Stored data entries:
▬▬▬▬▬▬▬▬▬▬
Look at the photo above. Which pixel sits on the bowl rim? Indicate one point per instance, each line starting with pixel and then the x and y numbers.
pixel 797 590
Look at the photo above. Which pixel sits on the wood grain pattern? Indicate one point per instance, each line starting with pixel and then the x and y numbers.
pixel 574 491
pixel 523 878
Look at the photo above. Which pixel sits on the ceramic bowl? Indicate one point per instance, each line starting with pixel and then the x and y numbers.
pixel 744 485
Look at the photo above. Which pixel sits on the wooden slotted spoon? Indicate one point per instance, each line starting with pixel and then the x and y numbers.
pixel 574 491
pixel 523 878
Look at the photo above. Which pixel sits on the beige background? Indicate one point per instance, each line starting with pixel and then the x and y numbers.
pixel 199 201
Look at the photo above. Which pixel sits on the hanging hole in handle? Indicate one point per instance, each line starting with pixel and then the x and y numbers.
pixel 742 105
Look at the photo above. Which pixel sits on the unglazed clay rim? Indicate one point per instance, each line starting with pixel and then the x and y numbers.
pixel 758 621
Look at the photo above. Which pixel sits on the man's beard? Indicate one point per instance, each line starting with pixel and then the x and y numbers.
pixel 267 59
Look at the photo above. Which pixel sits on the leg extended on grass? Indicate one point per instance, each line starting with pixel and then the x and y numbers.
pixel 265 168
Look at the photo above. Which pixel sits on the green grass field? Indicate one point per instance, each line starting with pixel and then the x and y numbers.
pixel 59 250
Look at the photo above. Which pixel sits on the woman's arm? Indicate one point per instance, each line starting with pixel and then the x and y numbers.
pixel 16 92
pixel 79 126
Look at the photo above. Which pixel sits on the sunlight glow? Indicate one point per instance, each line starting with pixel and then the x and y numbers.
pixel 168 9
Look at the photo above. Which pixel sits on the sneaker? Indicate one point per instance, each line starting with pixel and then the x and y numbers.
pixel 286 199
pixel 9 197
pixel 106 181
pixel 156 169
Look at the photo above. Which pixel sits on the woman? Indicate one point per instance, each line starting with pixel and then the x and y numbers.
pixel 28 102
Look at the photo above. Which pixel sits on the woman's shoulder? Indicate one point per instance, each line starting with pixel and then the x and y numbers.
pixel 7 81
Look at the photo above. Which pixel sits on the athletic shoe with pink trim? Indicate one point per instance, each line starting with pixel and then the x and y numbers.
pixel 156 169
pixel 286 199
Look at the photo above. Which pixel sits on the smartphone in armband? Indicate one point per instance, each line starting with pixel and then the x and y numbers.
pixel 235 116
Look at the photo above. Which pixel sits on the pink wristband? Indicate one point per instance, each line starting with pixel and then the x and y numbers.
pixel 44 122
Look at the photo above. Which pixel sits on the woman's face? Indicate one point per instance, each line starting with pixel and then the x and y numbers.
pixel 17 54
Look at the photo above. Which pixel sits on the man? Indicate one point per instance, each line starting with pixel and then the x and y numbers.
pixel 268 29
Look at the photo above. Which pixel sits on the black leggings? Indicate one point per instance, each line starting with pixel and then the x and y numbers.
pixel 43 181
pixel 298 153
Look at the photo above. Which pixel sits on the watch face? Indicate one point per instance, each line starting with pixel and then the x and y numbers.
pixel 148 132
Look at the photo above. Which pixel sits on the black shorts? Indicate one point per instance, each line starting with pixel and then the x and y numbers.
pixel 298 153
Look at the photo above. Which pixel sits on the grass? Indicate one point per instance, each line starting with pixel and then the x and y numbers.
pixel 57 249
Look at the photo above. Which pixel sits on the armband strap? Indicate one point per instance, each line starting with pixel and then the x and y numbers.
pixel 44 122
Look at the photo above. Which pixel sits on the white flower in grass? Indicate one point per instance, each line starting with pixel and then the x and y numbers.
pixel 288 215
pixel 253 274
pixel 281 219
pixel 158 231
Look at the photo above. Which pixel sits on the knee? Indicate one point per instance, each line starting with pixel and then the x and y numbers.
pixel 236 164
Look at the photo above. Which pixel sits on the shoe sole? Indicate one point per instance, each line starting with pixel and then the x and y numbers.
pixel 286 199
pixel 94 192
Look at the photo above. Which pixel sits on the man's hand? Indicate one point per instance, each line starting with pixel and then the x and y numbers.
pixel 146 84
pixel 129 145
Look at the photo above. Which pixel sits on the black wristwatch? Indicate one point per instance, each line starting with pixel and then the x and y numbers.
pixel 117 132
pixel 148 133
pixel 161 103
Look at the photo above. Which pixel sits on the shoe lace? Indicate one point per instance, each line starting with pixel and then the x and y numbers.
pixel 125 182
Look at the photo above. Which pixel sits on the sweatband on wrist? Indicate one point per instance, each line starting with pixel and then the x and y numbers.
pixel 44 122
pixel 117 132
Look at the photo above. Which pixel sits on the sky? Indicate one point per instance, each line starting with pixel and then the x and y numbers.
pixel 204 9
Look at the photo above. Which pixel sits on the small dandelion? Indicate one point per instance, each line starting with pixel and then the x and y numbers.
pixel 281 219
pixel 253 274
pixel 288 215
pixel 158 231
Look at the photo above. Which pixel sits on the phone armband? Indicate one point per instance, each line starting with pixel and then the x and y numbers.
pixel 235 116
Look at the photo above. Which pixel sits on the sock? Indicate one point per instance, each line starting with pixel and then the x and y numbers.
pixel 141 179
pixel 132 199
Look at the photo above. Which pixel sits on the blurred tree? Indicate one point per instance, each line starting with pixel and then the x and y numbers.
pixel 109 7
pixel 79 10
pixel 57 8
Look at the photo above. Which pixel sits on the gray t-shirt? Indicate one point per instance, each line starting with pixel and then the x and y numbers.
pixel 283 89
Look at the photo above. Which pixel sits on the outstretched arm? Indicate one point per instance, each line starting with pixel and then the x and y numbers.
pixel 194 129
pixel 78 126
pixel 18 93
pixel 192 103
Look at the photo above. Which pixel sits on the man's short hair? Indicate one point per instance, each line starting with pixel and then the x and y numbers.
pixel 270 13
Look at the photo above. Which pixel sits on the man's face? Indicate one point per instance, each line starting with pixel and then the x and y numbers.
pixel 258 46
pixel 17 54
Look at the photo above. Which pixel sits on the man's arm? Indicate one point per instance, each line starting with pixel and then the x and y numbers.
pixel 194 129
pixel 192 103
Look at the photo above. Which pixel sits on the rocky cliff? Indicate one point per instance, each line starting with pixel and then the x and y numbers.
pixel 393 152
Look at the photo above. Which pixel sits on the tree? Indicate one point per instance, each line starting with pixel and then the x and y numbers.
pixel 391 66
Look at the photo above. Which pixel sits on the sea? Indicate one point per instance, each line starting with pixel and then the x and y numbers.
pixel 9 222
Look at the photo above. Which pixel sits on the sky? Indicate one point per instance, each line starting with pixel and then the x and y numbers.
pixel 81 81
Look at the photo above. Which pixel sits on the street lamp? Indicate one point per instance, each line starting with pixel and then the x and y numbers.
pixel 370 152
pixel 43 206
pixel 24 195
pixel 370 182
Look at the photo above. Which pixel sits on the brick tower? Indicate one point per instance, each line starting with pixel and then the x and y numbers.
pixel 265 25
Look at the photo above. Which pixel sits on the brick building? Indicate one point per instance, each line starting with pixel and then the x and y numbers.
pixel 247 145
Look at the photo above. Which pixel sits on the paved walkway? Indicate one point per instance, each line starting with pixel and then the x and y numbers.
▬▬▬▬▬▬▬▬▬▬
Exercise aim:
Can you reproduce the listing above line for line, with no changes at all?

Task answer:
Look at the photo above. Which pixel sits on the bowl rim? Indicate one point per instance, each line starting with pixel and then the x and y numbers.
pixel 797 590
Look at the photo above. Which pixel sits on the wood grain pattern? Indicate one point per instance, each line starting with pixel and then the x and y numbers.
pixel 574 491
pixel 523 878
Look at the photo above. Which pixel sits on the ceramic bowl? Indicate one point per instance, each line starting with pixel and then the x and y numbers.
pixel 744 485
Look at the photo above. Which pixel sits on the wooden slotted spoon? Indicate one point per instance, each line starting with pixel and then the x and y numbers.
pixel 574 491
pixel 523 878
Look at the photo above. Which pixel sits on the beige background? Indicate one point per instance, each line starting with pixel and then the x and y numbers.
pixel 199 201
Look at the photo above. Which pixel sits on the hanging hole in handle? Indicate one point per instance, each line starting with pixel and then the x and y numbers.
pixel 742 105
Look at the photo above. Which pixel sits on the unglazed clay rim? Indicate one point per instance, each line starting with pixel and then the x and y numbers.
pixel 758 621
Look at the photo above. Which pixel sits on the man's beard? Indicate one point per instance, each line starting with pixel and then the x and y numbers.
pixel 267 59
Look at the photo above. Which pixel sits on the leg extended on grass? Indicate one point per instance, each line starting with pixel and then the x and y numbers.
pixel 265 168
Look at the photo above. Which pixel sits on the green grass field? Indicate one point per instance, each line starting with pixel and then the x and y numbers.
pixel 59 250
Look at the photo above. Which pixel sits on the woman's arm? Indicate one point per instance, each line starting with pixel and then the x and y numbers.
pixel 16 92
pixel 79 126
Look at the photo above. Which pixel sits on the sunlight glow? Indicate one point per instance, each line starting with pixel and then the x and y numbers.
pixel 168 9
Look at the photo above. Which pixel sits on the sneaker? Indicate one point per instance, each line starting with pixel and then the x and y numbers.
pixel 286 199
pixel 9 197
pixel 106 181
pixel 156 169
Look at the photo above. Which pixel sits on the woman? Indicate one point per instance, each line starting with pixel and then the x and y numbers.
pixel 28 102
Look at the photo above. Which pixel sits on the woman's shoulder? Indicate one point per instance, each line starting with pixel and then the x and y numbers.
pixel 7 81
Look at the photo above. Which pixel sits on the athletic shoe with pink trim? Indicate one point per instance, each line starting with pixel and then the x and y numbers.
pixel 156 169
pixel 286 199
Look at the photo above. Which pixel sits on the smartphone in armband? Indicate one point per instance, each line starting with pixel and then the x and y numbers.
pixel 235 116
Look at the photo above. Which pixel sits on the pink wristband? Indicate one point per instance, each line starting with pixel and then the x and y numbers.
pixel 44 122
Look at the photo above. Which pixel sits on the woman's face? Indicate one point per instance, each line starting with pixel and then the x and y numbers.
pixel 17 54
Look at the photo above. Which pixel sits on the man? Indicate one point per instance, each line starting with pixel and then the x and y numbers.
pixel 268 29
Look at the photo above. Which pixel sits on the black leggings? Indicate one point per instance, each line starting with pixel and then the x and y numbers.
pixel 43 181
pixel 298 153
Look at the photo above. Which pixel sits on the watch face? Indicate one point per instance, each line starting with pixel and then the x and y numbers.
pixel 148 132
Look at the photo above. Which pixel sits on the black shorts? Indicate one point per instance, each line starting with pixel and then the x and y numbers.
pixel 298 153
Look at the photo above. Which pixel sits on the grass? Indicate one point per instance, each line starting with pixel and then the x and y numbers.
pixel 57 249
Look at the photo above. Which pixel sits on the armband strap? Indicate one point per instance, each line starting with pixel and then the x and y numbers.
pixel 44 122
Look at the photo above. Which pixel sits on the white flower in grass? Indicate one point per instance, each line starting with pixel and then the x and y numbers.
pixel 288 215
pixel 253 274
pixel 281 219
pixel 158 231
Look at the photo above. Which pixel sits on the knee? Indicate one point per instance, each line starting with pixel and then the x and y numbers.
pixel 236 164
Look at the photo above. Which pixel sits on the shoe sole? Indicate one point per instance, each line starting with pixel and then the x and y numbers.
pixel 286 199
pixel 94 192
Look at the photo above. Which pixel sits on the man's hand? Indicate one point per instance, each line starting with pixel and then the x and y numbers.
pixel 146 84
pixel 129 145
Look at the photo above. Which pixel sits on the black wristwatch? Indicate one point per instance, each line starting with pixel and then the x and y numbers.
pixel 117 132
pixel 148 133
pixel 161 103
Look at the photo above. Which pixel sits on the shoe lace? Indicate one point per instance, each line starting with pixel and then the x and y numbers.
pixel 125 182
Look at the photo above. Which pixel sits on the sweatband on wrist? Indicate one point per instance, each line starting with pixel and then the x and y numbers.
pixel 44 122
pixel 117 132
Look at the photo above. Which pixel sits on the sky? Indicate one point per instance, each line starting with pixel and then the x and y numbers.
pixel 204 9
Look at the photo above. Which pixel sits on the small dandelion? Indicate one point per instance, each line starting with pixel and then the x and y numbers.
pixel 281 219
pixel 253 274
pixel 288 215
pixel 158 231
Look at the photo above. Which pixel sits on the phone armband? Indicate one point per instance, each line starting with pixel and then the x and y numbers.
pixel 235 116
Look at the photo above. Which pixel sits on the sock? Indicate one point per instance, each line starting with pixel and then the x and y numbers.
pixel 141 179
pixel 132 199
Look at the photo above. Which pixel sits on the blurred tree? Indicate one point per instance, each line starting with pixel and then the x and y numbers.
pixel 109 7
pixel 79 10
pixel 57 8
Look at the photo above. Which pixel sits on the gray t-shirt? Indicate one point per instance, each line starting with pixel and then the x and y numbers.
pixel 283 89
Look at the photo above. Which pixel sits on the outstretched arm? Indicate one point per instance, each line starting with pixel and then the x and y numbers.
pixel 194 129
pixel 78 126
pixel 18 93
pixel 192 103
Look at the photo above. Which pixel sits on the man's short hair? Indicate one point per instance, each line starting with pixel and then the x and y numbers.
pixel 270 13
Look at the photo above. Which pixel sits on the man's face? Indicate one point per instance, each line starting with pixel and then the x and y numbers.
pixel 258 46
pixel 17 54
Look at the photo above. Which pixel sits on the man's arm? Indicate one point per instance, each line starting with pixel and then the x and y numbers.
pixel 194 129
pixel 192 103
Look at the photo above. Which pixel sits on the rocky cliff? Indicate one point per instance, each line starting with pixel and then the x and y numbers.
pixel 393 152
Look at the photo above. Which pixel sits on the tree? Indicate one point per instance, each line starting with pixel and then the x and y numbers.
pixel 391 66
Look at the photo above. Which pixel sits on the sea? Indicate one point per instance, each line starting with pixel and then the x and y numbers.
pixel 9 222
Look at the photo above. Which pixel sits on the sky? Indicate one point per instance, each line starting with pixel and then the x and y numbers.
pixel 81 81
Look at the photo above. Which pixel sits on the street lamp? Indicate one point per instance, each line starting with pixel and then the x and y numbers.
pixel 370 152
pixel 43 206
pixel 24 195
pixel 370 182
Look at the photo above. Which pixel sits on the brick tower? Indicate one point per instance, each line starting with pixel and then the x and y numbers.
pixel 265 25
Look at the photo above. Which pixel sits on the brick building? Indicate one point per instance, each line starting with pixel and then the x and y numbers.
pixel 247 145
Look at the photo above. Which pixel sits on the paved walkway? Indicate one point per instance, each line starting with pixel and then the x and y numbers.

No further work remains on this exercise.